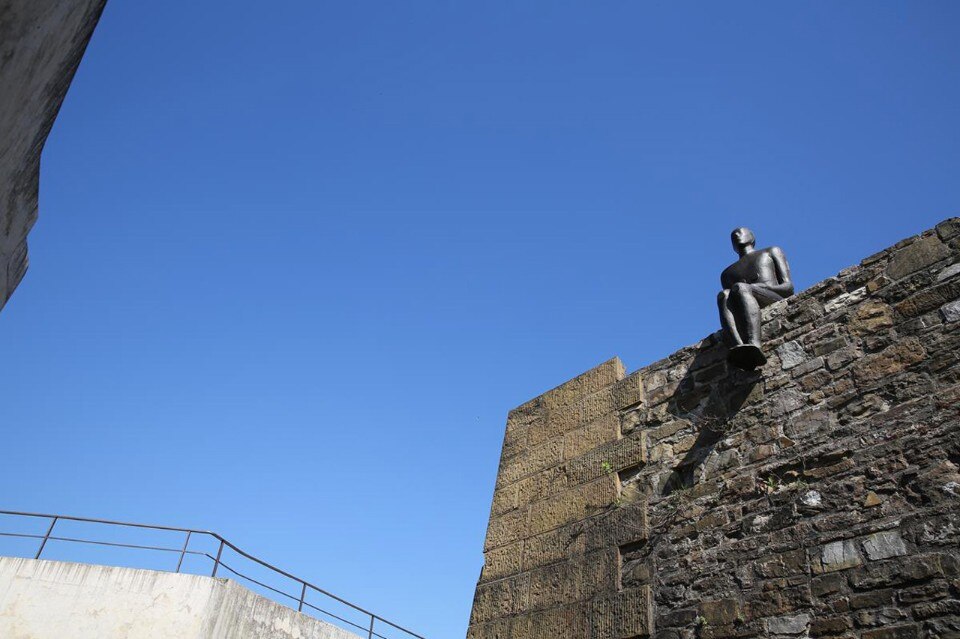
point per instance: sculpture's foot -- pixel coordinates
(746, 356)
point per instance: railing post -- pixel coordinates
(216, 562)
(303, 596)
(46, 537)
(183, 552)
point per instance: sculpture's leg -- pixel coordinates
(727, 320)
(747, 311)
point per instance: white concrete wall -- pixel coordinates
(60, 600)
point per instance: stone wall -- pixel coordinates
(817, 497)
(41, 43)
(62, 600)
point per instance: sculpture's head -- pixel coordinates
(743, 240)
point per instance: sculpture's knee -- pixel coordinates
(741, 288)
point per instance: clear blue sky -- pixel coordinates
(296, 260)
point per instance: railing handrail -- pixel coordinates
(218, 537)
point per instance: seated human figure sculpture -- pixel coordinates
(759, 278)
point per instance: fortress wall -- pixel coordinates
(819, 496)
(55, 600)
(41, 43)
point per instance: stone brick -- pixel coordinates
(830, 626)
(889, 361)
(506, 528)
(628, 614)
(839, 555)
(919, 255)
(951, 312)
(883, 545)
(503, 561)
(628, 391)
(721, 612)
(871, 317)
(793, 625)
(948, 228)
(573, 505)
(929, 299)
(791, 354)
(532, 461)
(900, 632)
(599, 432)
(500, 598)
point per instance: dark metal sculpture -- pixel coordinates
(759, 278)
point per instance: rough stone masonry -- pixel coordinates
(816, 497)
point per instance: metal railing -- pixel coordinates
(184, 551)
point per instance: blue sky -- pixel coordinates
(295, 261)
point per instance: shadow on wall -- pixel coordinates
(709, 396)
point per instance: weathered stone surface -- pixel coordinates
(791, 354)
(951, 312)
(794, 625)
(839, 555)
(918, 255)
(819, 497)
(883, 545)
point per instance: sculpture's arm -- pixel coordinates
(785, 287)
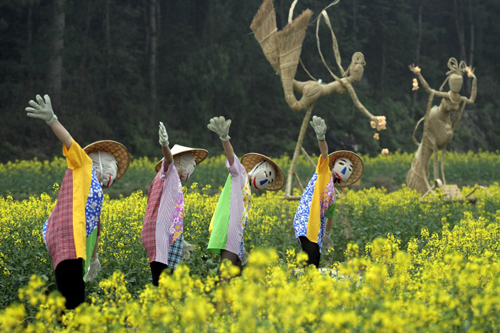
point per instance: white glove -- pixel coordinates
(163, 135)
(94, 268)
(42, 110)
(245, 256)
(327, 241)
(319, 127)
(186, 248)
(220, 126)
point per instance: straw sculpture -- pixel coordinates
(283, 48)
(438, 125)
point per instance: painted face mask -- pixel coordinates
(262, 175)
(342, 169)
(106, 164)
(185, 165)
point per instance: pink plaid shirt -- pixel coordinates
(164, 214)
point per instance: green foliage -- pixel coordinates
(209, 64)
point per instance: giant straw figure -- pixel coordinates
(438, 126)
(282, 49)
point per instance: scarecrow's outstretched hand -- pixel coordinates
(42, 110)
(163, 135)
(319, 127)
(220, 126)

——

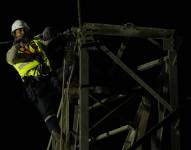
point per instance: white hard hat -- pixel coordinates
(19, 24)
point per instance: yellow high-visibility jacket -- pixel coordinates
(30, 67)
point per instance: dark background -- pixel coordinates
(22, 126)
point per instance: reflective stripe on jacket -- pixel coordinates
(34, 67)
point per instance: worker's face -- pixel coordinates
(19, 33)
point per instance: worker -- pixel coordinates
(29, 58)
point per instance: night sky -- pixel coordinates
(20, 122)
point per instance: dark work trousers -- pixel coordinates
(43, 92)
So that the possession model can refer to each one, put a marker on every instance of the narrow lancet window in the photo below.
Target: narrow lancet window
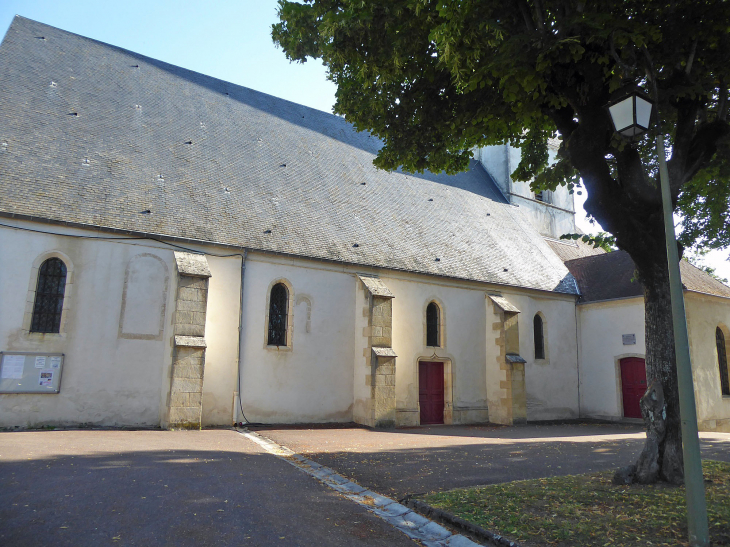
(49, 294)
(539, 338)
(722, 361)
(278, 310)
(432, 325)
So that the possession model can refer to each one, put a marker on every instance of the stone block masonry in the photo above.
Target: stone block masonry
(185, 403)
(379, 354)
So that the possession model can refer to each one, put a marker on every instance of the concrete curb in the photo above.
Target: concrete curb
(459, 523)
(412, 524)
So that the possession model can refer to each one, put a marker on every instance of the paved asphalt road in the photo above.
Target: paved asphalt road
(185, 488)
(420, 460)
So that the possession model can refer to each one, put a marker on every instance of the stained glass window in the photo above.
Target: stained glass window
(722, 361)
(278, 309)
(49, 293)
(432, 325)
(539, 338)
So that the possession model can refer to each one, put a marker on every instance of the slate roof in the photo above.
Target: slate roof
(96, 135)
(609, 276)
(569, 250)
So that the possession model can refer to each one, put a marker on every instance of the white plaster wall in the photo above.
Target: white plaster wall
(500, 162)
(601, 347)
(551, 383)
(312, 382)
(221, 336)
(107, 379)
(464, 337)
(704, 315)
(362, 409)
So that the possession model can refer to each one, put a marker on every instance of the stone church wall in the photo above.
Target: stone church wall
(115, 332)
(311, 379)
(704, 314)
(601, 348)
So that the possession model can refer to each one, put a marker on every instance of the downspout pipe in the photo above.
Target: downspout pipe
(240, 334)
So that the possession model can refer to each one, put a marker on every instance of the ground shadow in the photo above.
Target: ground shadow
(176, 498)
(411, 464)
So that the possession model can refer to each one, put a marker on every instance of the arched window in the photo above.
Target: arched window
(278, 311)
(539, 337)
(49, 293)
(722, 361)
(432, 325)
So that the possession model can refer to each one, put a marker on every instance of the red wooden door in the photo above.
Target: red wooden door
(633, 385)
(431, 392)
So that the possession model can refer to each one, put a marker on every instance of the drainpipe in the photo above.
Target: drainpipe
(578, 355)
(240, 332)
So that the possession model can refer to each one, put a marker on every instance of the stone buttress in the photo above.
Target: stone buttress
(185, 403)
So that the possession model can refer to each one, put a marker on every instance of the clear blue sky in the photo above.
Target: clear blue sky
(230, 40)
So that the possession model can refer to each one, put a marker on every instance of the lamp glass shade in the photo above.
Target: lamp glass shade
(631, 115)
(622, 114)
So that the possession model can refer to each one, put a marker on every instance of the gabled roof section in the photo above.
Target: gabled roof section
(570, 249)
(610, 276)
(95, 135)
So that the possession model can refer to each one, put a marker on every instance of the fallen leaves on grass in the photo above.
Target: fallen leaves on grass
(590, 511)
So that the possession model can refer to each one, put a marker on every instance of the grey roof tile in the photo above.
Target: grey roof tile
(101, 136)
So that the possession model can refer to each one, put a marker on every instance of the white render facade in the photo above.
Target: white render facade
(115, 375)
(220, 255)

——

Task goal: The expected answer is an exact copy of the lines above, beginning at the line with "Target: stained glass window" and ending at the line with "shadow in the photo above.", with both ends in.

Answer for this exercise:
Target: stained glass window
(722, 361)
(278, 309)
(49, 293)
(432, 325)
(539, 338)
So that the possession model can refer to each one, put a marker on every instance of the slate roof in the photo above.
Target: slate roof
(96, 135)
(609, 276)
(569, 250)
So that the possession model can refer to each one, put a marker on every instance of the white plaster wall in the photo above.
Target: white plaster wall
(500, 162)
(601, 347)
(551, 383)
(312, 382)
(221, 336)
(107, 379)
(464, 337)
(704, 315)
(362, 409)
So that the possession model can refer to each one, put a marker on every instance of the stone church wall in the photo above.
Target: stone church wall
(115, 332)
(311, 379)
(704, 314)
(601, 348)
So that the possession model can refer to each one, put a marker on every instance of the downspout pipe in the photo above.
Target: downspout pipe
(240, 334)
So that the possession model can refer to each one, put a marker on every instance of the ground shadow in the photo above.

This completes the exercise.